*** Opening of Records for processing ***
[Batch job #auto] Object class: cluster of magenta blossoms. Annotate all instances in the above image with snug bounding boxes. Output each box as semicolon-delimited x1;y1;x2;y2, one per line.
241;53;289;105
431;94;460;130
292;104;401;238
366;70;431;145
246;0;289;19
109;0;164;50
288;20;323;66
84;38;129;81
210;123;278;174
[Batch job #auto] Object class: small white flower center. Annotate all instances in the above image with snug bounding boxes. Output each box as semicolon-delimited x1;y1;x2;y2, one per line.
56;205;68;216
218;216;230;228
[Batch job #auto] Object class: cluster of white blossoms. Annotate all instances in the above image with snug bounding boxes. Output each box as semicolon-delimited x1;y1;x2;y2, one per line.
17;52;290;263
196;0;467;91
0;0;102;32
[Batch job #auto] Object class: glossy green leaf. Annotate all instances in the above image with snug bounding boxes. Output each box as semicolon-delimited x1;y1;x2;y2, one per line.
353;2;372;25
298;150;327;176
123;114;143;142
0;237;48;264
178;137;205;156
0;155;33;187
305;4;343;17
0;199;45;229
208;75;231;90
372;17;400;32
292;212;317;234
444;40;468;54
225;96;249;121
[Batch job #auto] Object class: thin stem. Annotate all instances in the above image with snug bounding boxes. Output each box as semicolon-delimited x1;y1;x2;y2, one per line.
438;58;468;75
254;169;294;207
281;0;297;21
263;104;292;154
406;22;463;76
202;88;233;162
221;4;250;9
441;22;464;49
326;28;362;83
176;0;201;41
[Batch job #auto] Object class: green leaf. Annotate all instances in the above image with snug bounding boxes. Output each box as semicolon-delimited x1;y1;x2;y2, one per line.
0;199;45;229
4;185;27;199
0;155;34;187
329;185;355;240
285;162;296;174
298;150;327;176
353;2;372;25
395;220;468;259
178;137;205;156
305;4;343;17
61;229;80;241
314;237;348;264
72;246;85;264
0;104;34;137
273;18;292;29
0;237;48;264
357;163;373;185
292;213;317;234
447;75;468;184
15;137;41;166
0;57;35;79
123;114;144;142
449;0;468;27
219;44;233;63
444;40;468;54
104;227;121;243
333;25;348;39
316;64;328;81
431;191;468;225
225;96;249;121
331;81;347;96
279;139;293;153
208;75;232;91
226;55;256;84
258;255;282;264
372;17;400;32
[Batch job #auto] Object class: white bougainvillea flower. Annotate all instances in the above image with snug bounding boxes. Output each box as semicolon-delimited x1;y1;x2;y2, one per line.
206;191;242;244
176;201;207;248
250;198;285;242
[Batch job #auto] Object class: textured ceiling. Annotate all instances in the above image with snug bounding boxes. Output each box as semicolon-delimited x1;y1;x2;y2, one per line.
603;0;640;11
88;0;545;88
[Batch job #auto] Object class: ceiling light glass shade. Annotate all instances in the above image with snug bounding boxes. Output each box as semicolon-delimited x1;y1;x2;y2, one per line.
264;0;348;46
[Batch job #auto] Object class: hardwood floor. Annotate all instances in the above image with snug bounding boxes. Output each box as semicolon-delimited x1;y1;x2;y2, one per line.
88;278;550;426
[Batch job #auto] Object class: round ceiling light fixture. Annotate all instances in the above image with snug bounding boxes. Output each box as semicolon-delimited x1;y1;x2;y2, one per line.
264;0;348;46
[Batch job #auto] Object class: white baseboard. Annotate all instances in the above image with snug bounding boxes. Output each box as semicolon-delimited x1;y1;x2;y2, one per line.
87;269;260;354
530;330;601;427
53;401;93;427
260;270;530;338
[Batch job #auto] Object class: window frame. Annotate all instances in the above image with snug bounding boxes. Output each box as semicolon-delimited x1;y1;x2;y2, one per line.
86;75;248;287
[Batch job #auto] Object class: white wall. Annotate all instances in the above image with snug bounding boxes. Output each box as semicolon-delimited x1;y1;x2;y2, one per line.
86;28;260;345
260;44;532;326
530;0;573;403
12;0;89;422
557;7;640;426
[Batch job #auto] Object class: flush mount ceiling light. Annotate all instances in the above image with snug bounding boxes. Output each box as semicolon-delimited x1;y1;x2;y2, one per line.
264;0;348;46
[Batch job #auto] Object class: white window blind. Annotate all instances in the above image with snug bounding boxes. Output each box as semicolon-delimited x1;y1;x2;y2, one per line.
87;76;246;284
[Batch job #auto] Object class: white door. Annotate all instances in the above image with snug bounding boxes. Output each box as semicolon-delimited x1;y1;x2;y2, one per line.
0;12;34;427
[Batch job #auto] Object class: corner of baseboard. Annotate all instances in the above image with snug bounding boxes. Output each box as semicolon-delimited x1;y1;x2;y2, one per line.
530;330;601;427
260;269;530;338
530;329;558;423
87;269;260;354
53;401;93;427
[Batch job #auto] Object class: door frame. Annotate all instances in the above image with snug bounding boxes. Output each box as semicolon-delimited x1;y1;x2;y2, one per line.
*** Close of Records for processing ***
→ **Exercise requirements**
Output an exact copy of each record.

→ **Answer for this exercise**
[Batch job #auto] Object class: cluster of magenta blossoms. Annotate all instances in the above image with snug bounding boxes. Output each box as semicolon-delimited x1;y1;x2;y2, one per line.
241;53;289;105
431;94;460;130
292;104;401;238
366;70;431;145
246;0;289;19
109;0;164;50
288;20;323;66
84;38;129;81
210;123;278;174
[Batch job #auto] Object class: small white flower center. Annotate all instances in the above image with snug bounding boxes. Output each box as semicolon-delimited x1;y1;x2;y2, one per line.
56;205;68;216
218;216;230;228
[Batch job #auto] Object class: cluster of white blossoms. Annotate all instances in the above image with snug bounding boxes. Output each box as semicolon-delimited x1;y1;x2;y2, one per line.
17;52;290;263
196;0;467;91
0;0;102;32
[Batch job #auto] Object class: glossy green leaf. Annotate all instances in the above image with snug bounding boxes. Output each box as semicolon-delimited x1;y1;x2;y2, one per line.
353;2;372;25
298;150;327;176
123;114;143;142
0;237;48;264
178;137;205;156
0;155;33;187
305;4;343;17
0;199;45;229
208;75;231;90
372;17;400;32
292;212;317;234
444;40;468;54
225;96;249;121
[Batch job #auto] Object class: thin stem. Annotate all instances in the above image with snug bounding boxes. Output each box as semicolon-delimited x1;y1;x2;y2, one per line.
438;58;468;75
254;169;294;207
281;0;297;21
263;104;292;154
406;22;463;76
202;88;233;162
221;4;250;9
441;22;464;49
326;28;362;83
176;0;201;41
[Batch job #auto] Object class: green leaf. Annotate all instances in the above image with snug bounding boxes. Output each box as semicolon-delimited x1;y1;x2;y2, one per line.
0;199;45;229
4;185;27;199
0;155;34;187
329;185;355;240
285;162;296;174
298;150;327;176
353;2;372;25
395;220;468;259
178;137;205;156
305;4;343;17
61;229;80;241
314;237;348;264
72;246;85;264
0;104;34;137
273;18;292;29
0;237;48;264
357;163;373;185
292;213;317;234
447;75;468;184
15;137;41;166
0;57;35;79
123;114;144;142
449;0;468;27
219;44;233;63
444;40;468;54
104;227;121;243
333;25;348;39
316;64;328;81
431;191;468;225
225;96;249;121
331;81;347;96
279;139;293;153
208;75;232;91
226;55;256;84
258;255;282;264
372;17;400;32
[Batch job #auto] Object class: white bougainvillea flower. Annotate all instances in the above image with snug bounding boxes. Output each box as semicolon-delimited x1;y1;x2;y2, one per line.
206;191;242;244
176;201;207;248
250;198;285;242
[Batch job #auto] Object class: textured ceiling. Annotate all instances in the above image with snug bounding boxes. Output each box as semicolon-delimited x1;y1;x2;y2, one per line.
603;0;640;11
88;0;545;88
[Batch job #auto] Object class: ceiling light glass shade. Annotate all instances in the above image with snug bounding boxes. Output each box as semicolon-delimited x1;y1;x2;y2, one per line.
264;0;348;46
[Batch job #auto] Object class: hardwood floor. Annotate all instances in the above image with snug bounding boxes. Output each box as semicolon-delimited x1;y1;x2;y2, one per line.
88;278;550;426
[Batch job #auto] Object class: round ceiling light fixture. Annotate all instances in the above image with snug bounding boxes. Output each box as semicolon-delimited x1;y1;x2;y2, one per line.
264;0;348;46
[Batch job #auto] Object class: white baseboard. Annotate all instances in the above image with snug bounding boxes. Output each box as semicolon-delimited x1;y1;x2;y2, one per line.
87;269;260;354
530;330;601;427
53;401;93;427
260;270;530;338
[Batch job #auto] Object class: window frame. Annotate all instances in the above image with snug bounding boxes. Output each box as semicolon-delimited x1;y1;x2;y2, one per line.
86;75;248;287
[Batch job #auto] Object class: white wall. Annotate all instances in the above image with snug bounding boxes. Output each box as semicolon-delimited x1;y1;x2;y2, one per line.
86;28;260;345
260;44;532;326
530;0;573;403
12;0;89;422
557;7;640;426
[Batch job #auto] Object class: flush mount ceiling light. Annotate all instances in the above image with snug bounding boxes. Output each box as semicolon-delimited x1;y1;x2;y2, one per line.
264;0;348;46
[Batch job #auto] Object class: white window blind. Annotate all instances in the above image with snug bounding boxes. Output each box as semicolon-delimited x1;y1;x2;y2, one per line.
87;76;246;284
[Batch job #auto] Object class: white door. Annotate all instances in the above image with snug bounding boxes. Output each box as semicolon-delimited x1;y1;x2;y2, one per line.
0;12;34;427
[Batch job #auto] Object class: corner of baseboard. Annotate all instances in the above image with snug bounding boxes. Output each box as semicolon-delimited x1;y1;x2;y2, one per line.
530;330;601;427
260;269;530;338
530;329;558;423
87;269;260;354
53;401;93;427
[Batch job #auto] Object class: door frame. Annotate all instances in the above image with snug bounding boxes. Output each box as semicolon-delimited x1;y1;x2;y2, one per line.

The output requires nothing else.